Recast every line of the entries below as a JSON list of strings, one string per line, skipping blank lines. Omit the pictures from your answer.

(Excerpts from labeled region data)
┄┄┄┄┄┄

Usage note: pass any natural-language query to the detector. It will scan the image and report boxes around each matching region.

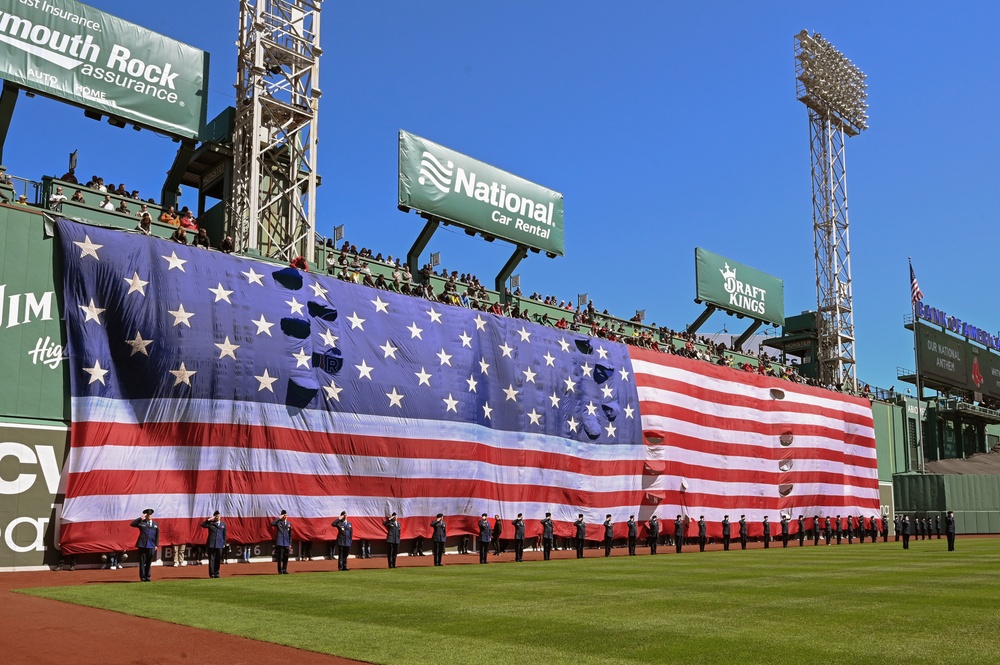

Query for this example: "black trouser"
[431,540,444,566]
[274,545,288,574]
[139,547,156,582]
[208,547,222,577]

┄┄┄┄┄┄

• Response to this task:
[
  "Usage note: pass any natural-language query to the detector. It will scan the image and report boxes around each matching region.",
  "Query for this example: \"black trouser\"",
  "[431,540,444,566]",
  "[274,545,288,574]",
  "[139,547,156,582]",
  "[208,547,222,577]"
]